[Task requirements]: Working from the line that contains "Practice. Point at the armadillo forepaw" to the final line, transcribe each line exactly. No pictures belong in the copy.

[Records to use]:
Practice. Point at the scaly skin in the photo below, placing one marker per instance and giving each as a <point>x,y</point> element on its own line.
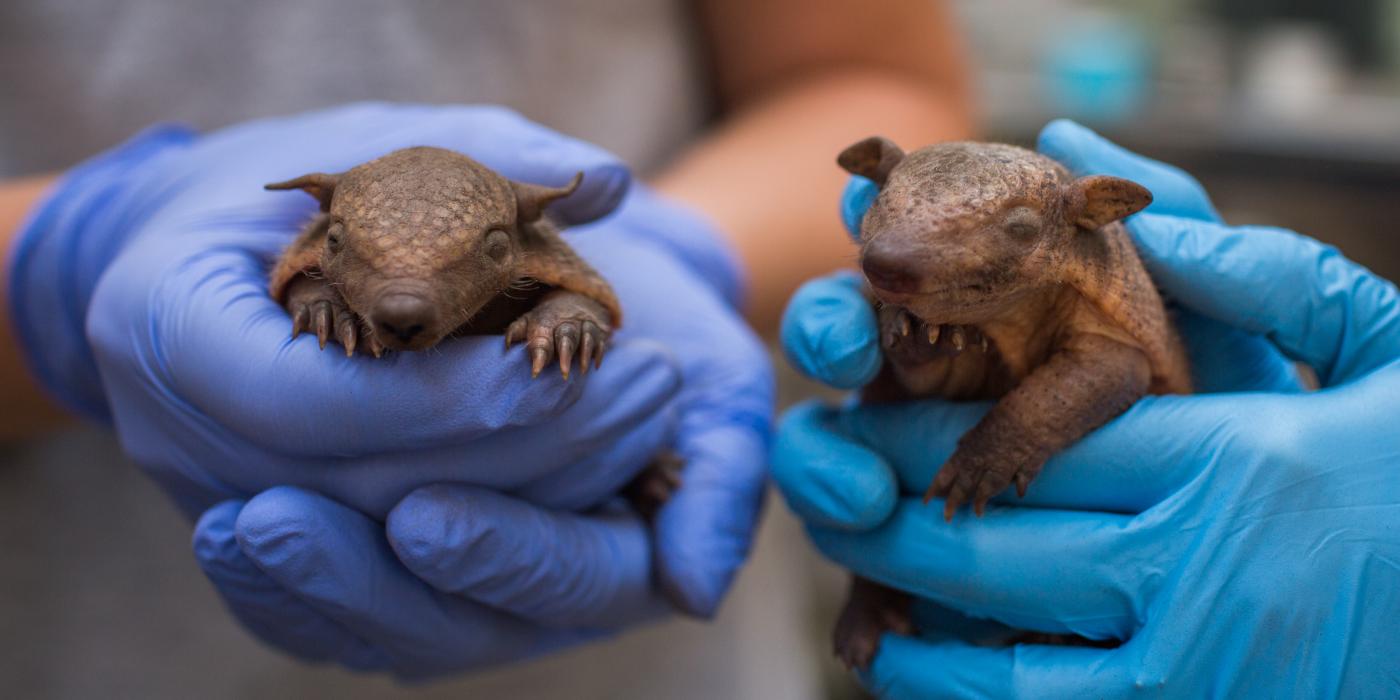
<point>998,276</point>
<point>424,244</point>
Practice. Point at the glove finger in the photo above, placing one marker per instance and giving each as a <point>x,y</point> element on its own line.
<point>951,668</point>
<point>856,199</point>
<point>1316,305</point>
<point>982,564</point>
<point>829,479</point>
<point>227,349</point>
<point>1225,359</point>
<point>265,608</point>
<point>339,563</point>
<point>556,569</point>
<point>829,332</point>
<point>1228,359</point>
<point>704,531</point>
<point>1129,465</point>
<point>1175,192</point>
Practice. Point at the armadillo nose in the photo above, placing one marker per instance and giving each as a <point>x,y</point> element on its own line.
<point>403,317</point>
<point>889,268</point>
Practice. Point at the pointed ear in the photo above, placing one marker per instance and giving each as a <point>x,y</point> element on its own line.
<point>1101,199</point>
<point>317,184</point>
<point>871,158</point>
<point>532,199</point>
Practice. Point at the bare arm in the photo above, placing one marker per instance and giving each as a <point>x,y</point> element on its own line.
<point>27,409</point>
<point>800,80</point>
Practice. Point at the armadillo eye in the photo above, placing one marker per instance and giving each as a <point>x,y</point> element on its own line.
<point>335,238</point>
<point>1022,230</point>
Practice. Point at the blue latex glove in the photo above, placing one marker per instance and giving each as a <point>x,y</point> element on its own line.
<point>1242,543</point>
<point>423,513</point>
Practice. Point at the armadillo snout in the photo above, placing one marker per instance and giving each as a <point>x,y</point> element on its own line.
<point>402,319</point>
<point>891,268</point>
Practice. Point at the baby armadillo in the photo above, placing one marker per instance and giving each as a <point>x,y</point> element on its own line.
<point>997,275</point>
<point>424,244</point>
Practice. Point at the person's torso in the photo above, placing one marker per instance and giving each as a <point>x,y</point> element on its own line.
<point>77,76</point>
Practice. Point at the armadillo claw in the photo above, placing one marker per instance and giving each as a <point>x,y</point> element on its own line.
<point>317,307</point>
<point>594,338</point>
<point>564,326</point>
<point>347,333</point>
<point>515,332</point>
<point>654,486</point>
<point>300,321</point>
<point>566,339</point>
<point>322,318</point>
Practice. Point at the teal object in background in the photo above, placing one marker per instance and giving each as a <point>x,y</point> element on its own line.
<point>1098,69</point>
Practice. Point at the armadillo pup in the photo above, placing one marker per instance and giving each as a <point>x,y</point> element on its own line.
<point>998,276</point>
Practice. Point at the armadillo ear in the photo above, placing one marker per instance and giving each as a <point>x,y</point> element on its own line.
<point>532,199</point>
<point>1101,199</point>
<point>318,184</point>
<point>871,158</point>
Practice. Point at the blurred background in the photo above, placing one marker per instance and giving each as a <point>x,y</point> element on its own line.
<point>1287,109</point>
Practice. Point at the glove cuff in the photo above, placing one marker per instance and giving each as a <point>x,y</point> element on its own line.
<point>59,255</point>
<point>686,234</point>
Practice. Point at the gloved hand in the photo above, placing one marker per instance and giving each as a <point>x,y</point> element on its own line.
<point>325,483</point>
<point>1239,542</point>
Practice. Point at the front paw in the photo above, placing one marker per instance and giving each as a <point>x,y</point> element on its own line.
<point>654,486</point>
<point>864,620</point>
<point>977,475</point>
<point>317,305</point>
<point>559,326</point>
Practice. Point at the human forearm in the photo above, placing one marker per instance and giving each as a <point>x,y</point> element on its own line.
<point>767,174</point>
<point>25,406</point>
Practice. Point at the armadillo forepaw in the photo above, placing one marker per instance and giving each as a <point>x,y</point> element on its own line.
<point>563,325</point>
<point>318,308</point>
<point>976,479</point>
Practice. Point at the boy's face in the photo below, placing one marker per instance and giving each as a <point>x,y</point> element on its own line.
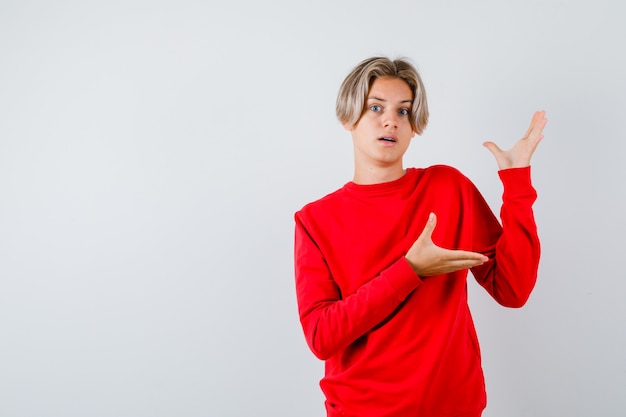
<point>383,133</point>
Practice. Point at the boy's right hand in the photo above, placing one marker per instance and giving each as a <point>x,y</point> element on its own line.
<point>428,259</point>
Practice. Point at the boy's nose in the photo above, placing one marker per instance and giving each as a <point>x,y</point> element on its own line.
<point>391,120</point>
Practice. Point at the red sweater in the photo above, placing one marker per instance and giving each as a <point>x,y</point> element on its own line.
<point>395,344</point>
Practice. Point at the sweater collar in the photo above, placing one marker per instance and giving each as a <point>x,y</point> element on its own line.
<point>383,188</point>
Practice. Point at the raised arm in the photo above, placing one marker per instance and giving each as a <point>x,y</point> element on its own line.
<point>520,154</point>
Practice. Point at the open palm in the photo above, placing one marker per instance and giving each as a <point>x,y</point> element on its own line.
<point>519,155</point>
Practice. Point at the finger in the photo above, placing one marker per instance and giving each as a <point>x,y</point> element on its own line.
<point>493,148</point>
<point>464,256</point>
<point>537,124</point>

[Problem solution]:
Practice. Point at the armadillo forepaw in the photo above, placing one marker per instance and giving each as a <point>x,y</point> element on its own line.
<point>563,325</point>
<point>318,308</point>
<point>976,479</point>
Practice. Point at the boy's face in the photo below, placing one marker per instance and giving each as a <point>x,y</point> element on its own line.
<point>383,133</point>
Practice. Point at the boy's right hand in the photo above, placing one marker per instance and giving each as a <point>x,y</point> element on its own line.
<point>428,259</point>
Practice. Point at the boy's nose in the photo above, placing one marker per instance and giving each as a <point>x,y</point> element on its own line.
<point>391,120</point>
Practice. Point at the red sweater in the photo above, placing one marker per instance and giving each as a <point>x,y</point> element on its own line.
<point>395,344</point>
Practice. Point at the sweater collar in the photo above, placing one marker per instance and giving each as a <point>x,y</point> element on its own line.
<point>383,188</point>
Practice. Point at the raised arm in the photo above, placing one marker per instance and giving each as a <point>x,y</point> element on its own line.
<point>520,154</point>
Practice. Point at the open palm in the photo above, placing one marker per instance and giving each as a <point>x,y</point> element on its own line.
<point>519,155</point>
Practice. Point at the finger in the photo above, placing one marker per instance and giving each as a <point>x,y</point> element on its own line.
<point>493,148</point>
<point>464,256</point>
<point>537,124</point>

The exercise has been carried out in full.